BRIEF A →
Using the passage on the Order of Malta's Grand Master, say whether each statement agrees with it: (i) Professed Knights under fifty need at least ten years of Perpetual Vows to be elected Grand Master; (ii) the Grand Master is elected for a fixed term of ten years; (iii) 450 years of nobility on the paternal line is one way to meet the noble requirements. For each, answer yes or no and quote the deciding words.
BRIEF B →
Pick up the passage on the Order of Malta's Grand Master after its last sentence and continue it.

Start of DOCUMENT PASSAGE

Yes, of course, formally that is the case, but it is clear that an 80-year-old Portuguese gentleman (and not exactly sprightly at what one sees and knows), who has remained confined to Portugal, will not be able to manage a complex situation like this on his own, and will therefore need help. There is no doubt that the obscure Grand Chancellor Boeselager will pull the strings… but the first obstacle is the incomplete reform, which is therefore also useless. Because, on closer inspection, the Order is in the same stalemate that led to the election of Dalla Torre.
Art. 13 of the Constitutional Charter of the Order, in force today, prescribes that “The Grand Master is elected for life … from among the Professed Knights, with at least ten years of Perpetual Vows, if they are less than fifty years old; for the Professed Knights of higher age, who have been members of the Order for at least ten years, three years of Perpetual Vows are sufficient”. (paragraph 1), and then continues: “The Grand Master and the Lieutenant of the Grand Master must meet the noble requirements prescribed for the category of Knights of Honour and Devotion.” (paragraph 2). What does this mean?
For non-experts, the Grand Master of the Order of Malta cannot but be an aristocrat (which also seems logical to us for an Order that qualifies as “noble”); and the Constitution provides that the Head of the Order is chosen not “from among the knights of honour and devotion” (who may have been included in this category also with a “motu proprio”, also for particular merits, without having the right to do so heraldically) but that he “has the requisites required to be admitted among the knights of honour and devotion”: 4/4 (= both father’s and mother’s side) of nobility for 200 years, or: 250 years of nobility for the paternal line in addition to 200 years of the other 2/4 in addition to the amnesty for an grandfather, or: 300 years paternal line in addition to 200 years of the other 2/4 in addition to the amnesty for an grandfather, or: 350 years, paternal line in addition to 200 years of another quarter, or: 450 years paternal line.

End of DOCUMENT PASSAGE
Start of INFORMATION SHOWN

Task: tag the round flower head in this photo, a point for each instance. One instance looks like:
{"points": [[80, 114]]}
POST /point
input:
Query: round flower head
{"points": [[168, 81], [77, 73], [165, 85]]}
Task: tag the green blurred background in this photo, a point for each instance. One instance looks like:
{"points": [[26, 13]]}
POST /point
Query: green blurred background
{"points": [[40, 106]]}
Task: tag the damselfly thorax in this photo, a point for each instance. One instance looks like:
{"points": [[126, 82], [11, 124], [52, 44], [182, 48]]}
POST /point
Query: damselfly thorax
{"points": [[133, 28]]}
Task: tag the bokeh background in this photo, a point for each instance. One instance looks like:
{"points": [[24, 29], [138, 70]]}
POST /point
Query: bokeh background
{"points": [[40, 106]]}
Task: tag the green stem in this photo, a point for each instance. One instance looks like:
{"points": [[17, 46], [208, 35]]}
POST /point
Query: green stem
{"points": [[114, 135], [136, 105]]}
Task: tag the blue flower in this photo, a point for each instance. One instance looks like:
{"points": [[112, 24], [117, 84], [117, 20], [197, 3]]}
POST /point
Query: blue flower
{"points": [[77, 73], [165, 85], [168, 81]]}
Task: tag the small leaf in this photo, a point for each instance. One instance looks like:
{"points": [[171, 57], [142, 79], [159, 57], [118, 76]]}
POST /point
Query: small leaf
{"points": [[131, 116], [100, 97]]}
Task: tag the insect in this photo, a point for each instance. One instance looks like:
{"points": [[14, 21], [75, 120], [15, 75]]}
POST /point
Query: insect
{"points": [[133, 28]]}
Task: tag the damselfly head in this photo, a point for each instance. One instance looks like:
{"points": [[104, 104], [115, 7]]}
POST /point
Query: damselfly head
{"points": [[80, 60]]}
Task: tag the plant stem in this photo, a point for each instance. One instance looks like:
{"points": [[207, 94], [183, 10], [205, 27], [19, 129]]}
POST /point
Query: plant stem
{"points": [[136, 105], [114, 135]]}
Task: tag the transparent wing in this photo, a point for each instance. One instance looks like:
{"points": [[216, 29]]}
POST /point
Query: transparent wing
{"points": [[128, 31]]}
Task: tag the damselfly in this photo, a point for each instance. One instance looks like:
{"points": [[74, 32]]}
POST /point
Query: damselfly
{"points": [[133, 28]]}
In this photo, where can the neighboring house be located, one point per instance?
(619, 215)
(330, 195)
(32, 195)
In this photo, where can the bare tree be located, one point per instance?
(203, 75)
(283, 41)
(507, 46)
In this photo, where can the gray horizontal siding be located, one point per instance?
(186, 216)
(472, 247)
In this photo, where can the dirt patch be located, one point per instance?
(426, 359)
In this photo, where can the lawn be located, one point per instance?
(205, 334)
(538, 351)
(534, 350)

End of INFORMATION SHOWN

TASK OUTPUT A →
(i) Yes: "with at least ten years of Perpetual Vows, if they are less than fifty years old"
(ii) No: "The Grand Master is elected for life"
(iii) Yes: "or: 450 years paternal line."

TASK OUTPUT B →
This was one of the rules that the reform was supposed to modify, at least allowing for the possibility to range among the professed members (called “first class”), perhaps extending (this was the hypothesis) eligibility also to knights of grace and devotion (which would be the step immediately below honour and devotion), but this was not the case. And therefore the rule in force is the one mentioned above.
Given this, who could be elected Grand Master given these rules? Well, the game is complex because, on closer inspection, there is not a wide selection from which to chose. Some are candidates “only on paper”, such as Friar Luigi Naselli of Gela (born in 1930, former Grand Prior of Naples and Sicily, resigned for health reasons) and Friar Gherardo Hercolani Fava Simonetti (born in 1941, also a former Grand Commander, but very ill health); finally there would be Friar Pierre de Bizemont (born in 1944, the only French professed with eligibility requirements). Naturally, the former Grand Master Festing, born in 1949, must be added to these few eligible candidates, and perhaps put before him, for whom technically the great return is not excluded, considering the controversial resignation that followed.
The same Grand Commander could not be elected, coming from the ranks of the knights of grace and devotion, as well as the Italians fra’ Carlo d’Ippolito di Sant’Ippolito (an energetic Calabrian gentleman born in 1933, former Grand Commander) and fra’ Marco Luzzago (born in 1950, “commendatore di giustizia”, in charge of the castle of Magione), also admitted as knights of grace and devotion. To be excluded, of course, all the other professed from the other ranks.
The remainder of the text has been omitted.